• **Task instructions**
Should a line below contain the word "shadow", report it.

(Data items)
==============================
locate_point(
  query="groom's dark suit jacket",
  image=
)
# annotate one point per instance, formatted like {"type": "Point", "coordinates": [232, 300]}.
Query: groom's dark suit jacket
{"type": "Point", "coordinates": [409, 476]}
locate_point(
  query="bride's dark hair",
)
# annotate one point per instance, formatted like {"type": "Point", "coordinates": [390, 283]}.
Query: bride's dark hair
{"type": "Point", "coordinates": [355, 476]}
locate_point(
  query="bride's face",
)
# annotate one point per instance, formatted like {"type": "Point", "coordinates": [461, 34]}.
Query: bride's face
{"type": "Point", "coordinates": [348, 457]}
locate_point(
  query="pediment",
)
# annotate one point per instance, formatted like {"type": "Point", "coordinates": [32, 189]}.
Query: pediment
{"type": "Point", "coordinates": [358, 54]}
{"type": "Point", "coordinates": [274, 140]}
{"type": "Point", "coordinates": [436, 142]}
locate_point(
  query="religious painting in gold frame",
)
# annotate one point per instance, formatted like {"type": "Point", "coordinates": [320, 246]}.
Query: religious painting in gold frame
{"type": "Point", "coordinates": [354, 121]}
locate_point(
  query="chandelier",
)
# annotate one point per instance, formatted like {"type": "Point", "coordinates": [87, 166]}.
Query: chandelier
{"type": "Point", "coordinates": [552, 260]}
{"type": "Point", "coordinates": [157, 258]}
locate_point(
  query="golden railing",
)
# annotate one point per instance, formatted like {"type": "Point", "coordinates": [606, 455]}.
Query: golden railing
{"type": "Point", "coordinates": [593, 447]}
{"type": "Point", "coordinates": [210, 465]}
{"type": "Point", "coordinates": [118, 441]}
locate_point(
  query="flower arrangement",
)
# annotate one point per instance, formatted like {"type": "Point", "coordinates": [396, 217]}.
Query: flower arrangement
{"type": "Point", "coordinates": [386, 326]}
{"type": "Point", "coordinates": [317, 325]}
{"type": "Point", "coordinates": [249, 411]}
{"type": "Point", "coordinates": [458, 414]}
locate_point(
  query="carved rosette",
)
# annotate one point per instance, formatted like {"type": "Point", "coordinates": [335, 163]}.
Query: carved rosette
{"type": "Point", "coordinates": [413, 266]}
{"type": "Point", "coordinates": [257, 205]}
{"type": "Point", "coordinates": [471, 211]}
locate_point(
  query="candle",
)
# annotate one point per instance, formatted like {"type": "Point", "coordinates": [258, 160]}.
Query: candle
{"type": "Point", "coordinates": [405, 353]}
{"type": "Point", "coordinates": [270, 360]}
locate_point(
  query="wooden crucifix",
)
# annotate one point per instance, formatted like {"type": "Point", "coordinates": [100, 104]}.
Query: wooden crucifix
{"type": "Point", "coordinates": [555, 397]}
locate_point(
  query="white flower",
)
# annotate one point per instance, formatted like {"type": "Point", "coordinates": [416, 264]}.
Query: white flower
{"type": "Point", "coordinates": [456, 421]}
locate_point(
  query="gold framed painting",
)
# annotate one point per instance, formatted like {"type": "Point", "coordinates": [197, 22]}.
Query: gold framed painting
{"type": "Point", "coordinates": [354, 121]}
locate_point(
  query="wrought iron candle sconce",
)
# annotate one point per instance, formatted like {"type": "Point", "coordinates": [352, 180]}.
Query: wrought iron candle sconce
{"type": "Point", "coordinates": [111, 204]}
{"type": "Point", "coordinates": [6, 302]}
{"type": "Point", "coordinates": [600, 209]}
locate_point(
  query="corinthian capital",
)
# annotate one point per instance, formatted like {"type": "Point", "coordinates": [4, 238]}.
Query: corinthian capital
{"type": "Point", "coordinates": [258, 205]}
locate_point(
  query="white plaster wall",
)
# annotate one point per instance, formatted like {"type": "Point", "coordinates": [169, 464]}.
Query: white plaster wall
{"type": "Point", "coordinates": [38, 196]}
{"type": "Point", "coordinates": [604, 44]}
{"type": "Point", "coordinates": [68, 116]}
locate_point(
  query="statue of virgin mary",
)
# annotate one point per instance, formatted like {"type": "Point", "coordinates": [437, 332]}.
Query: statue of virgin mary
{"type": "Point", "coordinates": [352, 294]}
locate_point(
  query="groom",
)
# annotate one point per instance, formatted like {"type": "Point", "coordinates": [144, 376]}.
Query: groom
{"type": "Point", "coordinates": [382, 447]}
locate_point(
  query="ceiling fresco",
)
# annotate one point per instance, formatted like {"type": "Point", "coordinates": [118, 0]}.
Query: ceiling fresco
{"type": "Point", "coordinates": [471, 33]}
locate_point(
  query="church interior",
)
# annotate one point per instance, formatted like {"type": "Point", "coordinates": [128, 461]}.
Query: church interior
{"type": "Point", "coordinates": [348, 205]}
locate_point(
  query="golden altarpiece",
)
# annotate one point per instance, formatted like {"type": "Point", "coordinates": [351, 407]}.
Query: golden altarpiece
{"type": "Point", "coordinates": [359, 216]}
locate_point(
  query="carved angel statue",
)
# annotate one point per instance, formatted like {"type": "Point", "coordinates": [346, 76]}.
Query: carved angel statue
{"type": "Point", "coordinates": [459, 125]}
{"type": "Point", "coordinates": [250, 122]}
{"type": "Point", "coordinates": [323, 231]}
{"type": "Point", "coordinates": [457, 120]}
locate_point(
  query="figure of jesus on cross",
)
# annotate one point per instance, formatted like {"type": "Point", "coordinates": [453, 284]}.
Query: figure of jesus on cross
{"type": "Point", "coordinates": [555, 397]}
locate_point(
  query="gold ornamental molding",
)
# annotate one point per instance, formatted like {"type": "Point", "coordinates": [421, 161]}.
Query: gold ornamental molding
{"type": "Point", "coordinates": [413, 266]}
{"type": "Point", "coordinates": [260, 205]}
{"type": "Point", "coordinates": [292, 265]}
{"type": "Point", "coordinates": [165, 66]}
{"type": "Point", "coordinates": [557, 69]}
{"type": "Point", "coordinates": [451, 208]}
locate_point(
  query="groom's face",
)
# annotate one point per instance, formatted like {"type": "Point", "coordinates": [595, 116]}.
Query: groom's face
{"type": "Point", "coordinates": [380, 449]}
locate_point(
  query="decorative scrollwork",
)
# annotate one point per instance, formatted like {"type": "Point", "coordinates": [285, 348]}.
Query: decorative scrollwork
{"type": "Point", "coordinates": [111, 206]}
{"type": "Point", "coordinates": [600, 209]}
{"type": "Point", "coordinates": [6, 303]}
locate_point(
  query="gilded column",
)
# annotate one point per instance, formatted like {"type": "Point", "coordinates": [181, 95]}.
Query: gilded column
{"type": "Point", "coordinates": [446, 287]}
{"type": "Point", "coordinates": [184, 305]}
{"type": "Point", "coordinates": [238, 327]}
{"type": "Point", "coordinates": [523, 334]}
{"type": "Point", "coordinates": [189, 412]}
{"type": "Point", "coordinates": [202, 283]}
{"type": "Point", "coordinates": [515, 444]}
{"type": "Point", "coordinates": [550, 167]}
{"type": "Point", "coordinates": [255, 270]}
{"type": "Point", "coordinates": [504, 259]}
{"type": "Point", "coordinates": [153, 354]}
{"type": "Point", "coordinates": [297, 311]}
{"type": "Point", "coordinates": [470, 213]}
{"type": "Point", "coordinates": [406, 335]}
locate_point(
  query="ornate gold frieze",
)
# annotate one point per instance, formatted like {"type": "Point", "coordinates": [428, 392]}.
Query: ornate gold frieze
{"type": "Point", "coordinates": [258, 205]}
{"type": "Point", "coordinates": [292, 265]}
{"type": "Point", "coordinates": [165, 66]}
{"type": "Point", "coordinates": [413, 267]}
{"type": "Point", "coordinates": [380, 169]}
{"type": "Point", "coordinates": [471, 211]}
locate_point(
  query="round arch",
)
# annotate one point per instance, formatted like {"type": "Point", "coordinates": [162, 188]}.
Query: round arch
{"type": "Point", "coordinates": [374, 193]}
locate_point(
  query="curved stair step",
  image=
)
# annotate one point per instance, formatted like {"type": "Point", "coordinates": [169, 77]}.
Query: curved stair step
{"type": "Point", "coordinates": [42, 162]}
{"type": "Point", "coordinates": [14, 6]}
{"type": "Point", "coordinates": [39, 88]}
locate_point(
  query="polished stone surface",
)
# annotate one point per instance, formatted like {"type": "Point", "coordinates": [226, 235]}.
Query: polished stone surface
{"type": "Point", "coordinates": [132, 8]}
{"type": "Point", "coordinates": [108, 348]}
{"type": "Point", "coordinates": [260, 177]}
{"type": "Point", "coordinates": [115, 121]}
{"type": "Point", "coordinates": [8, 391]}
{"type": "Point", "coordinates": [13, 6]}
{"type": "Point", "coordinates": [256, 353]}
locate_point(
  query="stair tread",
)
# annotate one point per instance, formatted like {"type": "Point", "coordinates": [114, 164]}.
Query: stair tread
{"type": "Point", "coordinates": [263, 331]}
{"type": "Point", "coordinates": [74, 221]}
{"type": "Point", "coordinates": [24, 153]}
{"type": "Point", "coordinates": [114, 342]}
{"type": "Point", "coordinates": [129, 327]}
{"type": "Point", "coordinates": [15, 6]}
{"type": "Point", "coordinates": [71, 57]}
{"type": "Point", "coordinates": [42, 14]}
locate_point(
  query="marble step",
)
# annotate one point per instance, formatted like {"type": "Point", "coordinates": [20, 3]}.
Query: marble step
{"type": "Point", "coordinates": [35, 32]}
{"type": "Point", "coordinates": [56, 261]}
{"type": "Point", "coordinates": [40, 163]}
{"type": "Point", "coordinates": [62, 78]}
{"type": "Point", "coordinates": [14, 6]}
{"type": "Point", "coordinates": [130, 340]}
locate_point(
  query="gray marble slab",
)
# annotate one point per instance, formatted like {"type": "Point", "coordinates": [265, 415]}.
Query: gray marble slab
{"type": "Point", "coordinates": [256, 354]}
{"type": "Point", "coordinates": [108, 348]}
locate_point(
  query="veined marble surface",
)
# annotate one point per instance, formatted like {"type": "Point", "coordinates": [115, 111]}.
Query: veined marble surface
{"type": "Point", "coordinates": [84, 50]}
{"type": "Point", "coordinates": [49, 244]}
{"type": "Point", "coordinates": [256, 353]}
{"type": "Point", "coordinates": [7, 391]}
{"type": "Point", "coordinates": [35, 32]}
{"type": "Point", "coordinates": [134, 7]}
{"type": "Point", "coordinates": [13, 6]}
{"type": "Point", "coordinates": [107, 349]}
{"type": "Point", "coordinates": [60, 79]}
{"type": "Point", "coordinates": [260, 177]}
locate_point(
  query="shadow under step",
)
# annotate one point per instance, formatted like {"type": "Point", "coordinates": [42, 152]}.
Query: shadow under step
==============================
• **Solution**
  query="shadow under step",
Query: shadow under step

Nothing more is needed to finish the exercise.